_Page text_
- Opening Delimiter -

After a slight delay due to internet issues in the prior presentation, a pack of media people shuffled into a little room to hear all about Killzone 2. Guerilla Games' managing director, Hermen Hulst, looked slightly horrified that the horde of journalists had left the two women in the room to sit on the floor ('Someone please get her a chair!'), but Kotaku writers getting stuck on the floor be damned, the show will go on! Eric Boltjes — senior online game developer — launched into a presentation and explanation of Killzone 2 online multiplayer's unique features and mechanics. After, of course, a nice video showing ... fast action, and lots of explosions! Boltjes underscored the fact that everything we watched was shot in real time on the PS3, and everything still looked nice even with 32 players in a game. We got a long laundry list of features and mechanics, which all seemed to come back to one word, 'customised.' For more from the presentation, hit the jump.

- Closing Delimiter -

_Input data_
- Opening Delimiter -

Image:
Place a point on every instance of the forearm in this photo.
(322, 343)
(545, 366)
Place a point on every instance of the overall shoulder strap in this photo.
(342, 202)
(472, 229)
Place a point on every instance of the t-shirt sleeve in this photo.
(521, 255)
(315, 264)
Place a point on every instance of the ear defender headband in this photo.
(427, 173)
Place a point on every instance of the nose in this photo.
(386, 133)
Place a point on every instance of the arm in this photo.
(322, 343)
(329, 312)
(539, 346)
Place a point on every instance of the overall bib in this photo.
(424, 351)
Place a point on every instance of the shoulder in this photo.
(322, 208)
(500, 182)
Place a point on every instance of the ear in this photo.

- Closing Delimiter -

_Your tasks_
a) Rewrite the paragraph of the Killzone 2 article that begins "After a slight delay" as a brief bulleted list that retains its main facts.
b) Write the next portion of the Killzone 2 article, continuing from its final sentence.

_Answers to the exercise_
a)
- A presentation on Killzone 2 began after a short delay caused by internet problems in the previous presentation.
- Guerilla Games' managing director, Hermen Hulst, appeared dismayed that two women had been left sitting on the floor and asked for a chair for one of them.
- Eric Boltjes, senior online game developer, presented the unique features and mechanics of Killzone 2's online multiplayer, following a video of fast action and many explosions.
- He emphasized that all of the footage was captured in real time on the PS3 and still looked good with 32 players in a game.
- The long list of features and mechanics kept returning to a single word: "customised."

b)
Boltjes laid out four goals for the game: 'everyone can enjoy Killzone 2 online,' 'play just the way you like it,' 'inspiring team play,' and 'create community beyond the game.'
Under the 'everyone can enjoy Killzone 2 online' category, Boltjes mentioned they wanted the hardcore and uh, less hardcore audiences to be happy and have fun, and noted a few features. The quick join feature will ensure that players can just hop into a game suitable for their ability level, but pickier players will be able to search for specific criteria before joining a game. The game will feature a 'slow introduction,' working up to advanced features; the advanced features will hopefully keep the hardcore audience chipper while not demoralising those who aren't ready for a really steep learning curve. Along with that, there will be transparency in the progression of the game, with twelve military ranks to progress through as you play the game (unlocking more features along the way), with an additional 46 badges and medals to be won for completing specific goals. Stats junkies will also be able to track 'over 100 statistics' regarding their progress and performance.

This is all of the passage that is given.